• **Written exercise**: Lay out the material below as a numbered list, one item per line, with blank lines left out.

-- BEGIN Given data --

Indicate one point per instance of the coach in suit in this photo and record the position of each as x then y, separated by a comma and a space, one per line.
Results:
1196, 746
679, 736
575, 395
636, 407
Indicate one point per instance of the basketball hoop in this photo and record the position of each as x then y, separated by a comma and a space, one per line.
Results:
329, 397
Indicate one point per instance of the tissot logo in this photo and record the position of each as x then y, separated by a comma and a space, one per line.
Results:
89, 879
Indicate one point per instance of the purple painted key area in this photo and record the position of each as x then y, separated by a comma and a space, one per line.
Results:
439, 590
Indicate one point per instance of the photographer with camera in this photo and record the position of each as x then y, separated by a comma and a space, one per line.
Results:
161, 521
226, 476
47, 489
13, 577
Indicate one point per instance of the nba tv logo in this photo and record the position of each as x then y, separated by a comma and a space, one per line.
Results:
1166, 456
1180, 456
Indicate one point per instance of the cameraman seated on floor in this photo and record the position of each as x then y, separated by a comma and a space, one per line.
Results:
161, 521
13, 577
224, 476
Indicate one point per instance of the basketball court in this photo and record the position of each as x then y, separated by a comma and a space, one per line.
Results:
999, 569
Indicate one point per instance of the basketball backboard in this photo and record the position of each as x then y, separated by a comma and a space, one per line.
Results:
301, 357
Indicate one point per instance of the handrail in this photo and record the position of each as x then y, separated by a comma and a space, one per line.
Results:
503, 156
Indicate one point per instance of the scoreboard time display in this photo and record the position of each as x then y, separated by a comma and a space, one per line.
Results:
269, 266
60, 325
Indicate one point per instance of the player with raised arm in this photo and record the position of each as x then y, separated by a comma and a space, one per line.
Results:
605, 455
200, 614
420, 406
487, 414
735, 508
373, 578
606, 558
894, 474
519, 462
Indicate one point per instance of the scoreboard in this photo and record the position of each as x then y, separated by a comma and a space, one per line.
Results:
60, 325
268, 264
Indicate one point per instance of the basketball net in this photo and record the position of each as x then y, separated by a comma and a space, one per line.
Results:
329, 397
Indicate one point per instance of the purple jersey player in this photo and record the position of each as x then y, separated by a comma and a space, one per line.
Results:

-- END Given data --

• **Exercise answer**:
1. Indicate one point per instance of the coach in suit in this photo and record the position of each as x then y, separated by a comma and a space, one per line.
2. Results:
3. 1196, 746
4. 679, 736
5. 575, 395
6. 636, 407
7. Indicate one point per instance of the basketball hoop in this photo and record the position of each as x then y, separated by a comma and a space, one per line.
8. Results:
9. 329, 397
10. Indicate one point per instance of the tissot logo in this photo and record the position of each as x then y, separated by a comma and a space, one per line.
11. Results:
12. 89, 879
13. Indicate one point per instance of the purple painted key area in this photo and record the position of each as x then y, separated by a comma and a space, one per line.
14. Results:
15. 439, 590
16. Indicate one point per instance of the photographer with camera in this photo and record the position of each as x then y, separated by a comma and a space, one per line.
17. Results:
18. 161, 521
19. 226, 476
20. 47, 489
21. 13, 577
22. Indicate one point per instance of the nba tv logo in this photo and record the position of each as x then y, separated by a comma and a space, one per line.
23. Results:
24. 1166, 456
25. 1180, 456
26. Indicate one point per instance of the cameraman seated on floor in this photo and record the position of each as x then y, separated by a comma and a space, one per line.
27. Results:
28. 161, 521
29. 13, 577
30. 224, 476
31. Indicate one point per instance of the basketball court in this photo and record the position of each as x then y, separated by a comma and a space, one per line.
32. Results:
33. 999, 569
34. Indicate one point per instance of the basketball backboard in this photo and record the position of each as x then y, separated by a comma and a space, one per line.
35. Results:
36. 301, 357
37. Indicate one point per instance of the handrail in this photo and record the position of each as x then y, separated by a comma and a space, one per line.
38. Results:
39. 503, 156
40. Indicate one point per instance of the scoreboard time display in this photo and record the position of each as x then y, separated by a comma and a space, one per line.
41. Results:
42. 269, 266
43. 60, 325
44. Indicate one point per instance of the player with raised arm in this photo and record the position of each as x then y, separated by a comma and a space, one per line.
45. Results:
46. 605, 455
47. 200, 614
48. 420, 406
49. 487, 414
50. 735, 508
51. 373, 578
52. 606, 558
53. 894, 474
54. 519, 462
55. Indicate one point per instance of the scoreboard in this photo and record the position of each as x then y, separated by a comma and a space, one per line.
56. Results:
57. 60, 325
58. 268, 264
59. Indicate one point per instance of the basketball net in this photo and record the position of each as x then y, separated by a comma and a space, one per line.
60. Results:
61. 329, 397
62. Indicate one point per instance of the purple jersey player in this photo and record the position of each as x then y, separated by a comma and a space, one per line.
63. Results:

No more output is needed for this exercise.